* Entries provided *
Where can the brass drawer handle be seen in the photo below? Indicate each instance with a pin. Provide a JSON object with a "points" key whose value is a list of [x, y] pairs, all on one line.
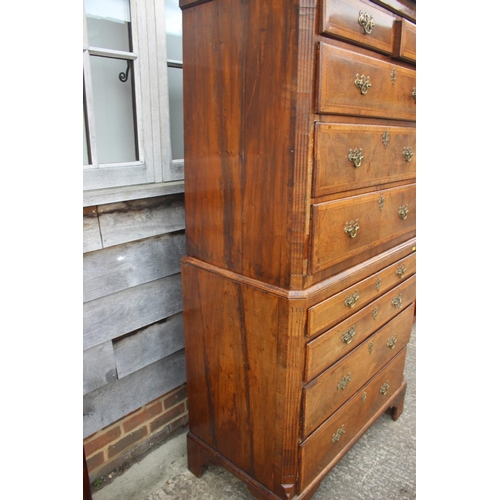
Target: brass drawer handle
{"points": [[347, 337], [366, 21], [350, 300], [391, 343], [408, 153], [336, 436], [397, 302], [351, 228], [343, 382], [400, 271], [355, 156], [403, 212], [362, 83]]}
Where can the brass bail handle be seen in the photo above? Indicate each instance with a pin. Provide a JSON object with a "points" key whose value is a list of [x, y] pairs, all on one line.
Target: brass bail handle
{"points": [[355, 156], [366, 22], [351, 228]]}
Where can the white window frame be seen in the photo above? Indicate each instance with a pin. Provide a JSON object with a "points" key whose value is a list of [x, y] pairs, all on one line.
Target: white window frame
{"points": [[155, 167]]}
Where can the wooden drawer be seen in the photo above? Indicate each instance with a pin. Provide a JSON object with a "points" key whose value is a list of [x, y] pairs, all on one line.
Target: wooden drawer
{"points": [[339, 306], [405, 40], [358, 22], [388, 154], [328, 348], [343, 228], [335, 386], [329, 440], [389, 96]]}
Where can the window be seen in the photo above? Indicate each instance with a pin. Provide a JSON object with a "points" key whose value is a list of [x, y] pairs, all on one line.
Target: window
{"points": [[132, 102]]}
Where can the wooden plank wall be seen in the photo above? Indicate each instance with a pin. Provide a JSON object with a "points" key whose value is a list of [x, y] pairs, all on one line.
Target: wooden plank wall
{"points": [[133, 338]]}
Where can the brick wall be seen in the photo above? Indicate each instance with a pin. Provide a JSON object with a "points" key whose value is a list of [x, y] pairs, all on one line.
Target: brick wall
{"points": [[134, 434]]}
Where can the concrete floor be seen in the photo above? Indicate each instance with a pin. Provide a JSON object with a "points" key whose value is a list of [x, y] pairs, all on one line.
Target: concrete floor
{"points": [[380, 466]]}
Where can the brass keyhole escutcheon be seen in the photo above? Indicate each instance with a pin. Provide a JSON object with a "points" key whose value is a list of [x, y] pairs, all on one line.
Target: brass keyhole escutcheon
{"points": [[400, 271], [403, 212], [351, 228], [407, 153], [381, 202], [343, 382], [337, 435], [366, 21], [384, 388], [350, 300], [362, 83], [347, 337], [391, 343], [397, 302], [356, 157]]}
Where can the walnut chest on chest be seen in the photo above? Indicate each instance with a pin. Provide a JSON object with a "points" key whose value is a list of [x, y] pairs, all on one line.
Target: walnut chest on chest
{"points": [[299, 274]]}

* Task requirements *
Lay out the entries as a JSON list of strings, one string per line and no blank lines, running from the line that contains "Where can the brick" up to and including the last line of the entries.

* Reply *
[
  "Where can the brick wall be seen in the photo above? Indicate each instance with a pin. Provide a JSON object with a \"points\" key whose value is a list of [x, y] pairs, all on one line.",
  "Target: brick wall",
  "{\"points\": [[134, 434]]}",
  "Where can the concrete floor be seen in the photo above? Indicate each instance with a pin. Provide a JSON object with a \"points\" key whose value is a list of [x, y] pairs, all on one line.",
  "Target: concrete floor",
  "{\"points\": [[380, 466]]}",
  "Where can the brass keyhole escutcheon be seen in the photo above? Indicate each instance with a pin. Provide a JSON object with a \"points\" key whose value is a list of [x, y] pairs, all on one line.",
  "Target: brass keyhole escutcheon",
  "{\"points\": [[400, 271], [403, 212], [351, 228], [407, 153], [381, 202], [343, 382], [337, 435], [366, 21], [384, 388], [350, 300], [362, 83], [347, 337], [391, 343], [397, 302], [356, 157]]}",
  "Where can the walnut chest on chest be seen in the photo above? Indicate each instance with a pin. Provide a JSON object with a \"points\" key whose value is a list of [x, y] pairs, all on one line.",
  "Target: walnut chest on chest",
  "{\"points\": [[299, 274]]}"
]